What you should do: Please say how many lines of the listing hold "masks", with no other words in the answer.

Information supplied:
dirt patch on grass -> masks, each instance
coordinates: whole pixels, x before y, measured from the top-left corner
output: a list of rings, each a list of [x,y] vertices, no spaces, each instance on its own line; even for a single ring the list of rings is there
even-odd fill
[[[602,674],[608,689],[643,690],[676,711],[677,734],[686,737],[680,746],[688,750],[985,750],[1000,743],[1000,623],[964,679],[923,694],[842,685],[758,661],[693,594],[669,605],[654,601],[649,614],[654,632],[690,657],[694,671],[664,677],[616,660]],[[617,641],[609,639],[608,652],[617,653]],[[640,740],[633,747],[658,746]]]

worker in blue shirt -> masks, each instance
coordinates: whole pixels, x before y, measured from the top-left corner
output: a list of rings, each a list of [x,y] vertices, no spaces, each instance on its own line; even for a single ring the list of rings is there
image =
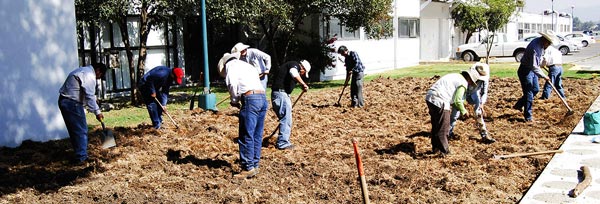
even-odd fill
[[[532,40],[525,48],[525,54],[521,58],[521,64],[517,70],[523,96],[519,98],[513,109],[523,111],[526,122],[534,121],[533,98],[540,91],[538,77],[544,78],[546,81],[549,80],[540,68],[542,55],[548,46],[558,41],[552,31],[540,32],[540,35],[542,36]]]
[[[166,66],[157,66],[140,79],[138,88],[155,129],[160,129],[162,124],[163,107],[167,105],[171,84],[175,82],[180,85],[183,75],[183,69],[179,67],[171,69]],[[156,103],[156,99],[160,101],[160,104]]]
[[[350,82],[351,106],[362,108],[365,106],[365,100],[362,94],[365,66],[360,60],[360,57],[358,57],[358,53],[355,51],[348,51],[346,46],[340,46],[338,48],[338,53],[344,56],[344,65],[346,66],[346,81],[344,82],[344,87],[348,85],[348,81],[352,77],[352,82]]]
[[[63,116],[75,158],[71,161],[82,164],[88,159],[88,127],[84,107],[96,115],[98,121],[104,116],[96,102],[96,80],[104,77],[106,65],[94,63],[91,66],[79,67],[69,73],[58,98],[58,108]]]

Result of the task: 2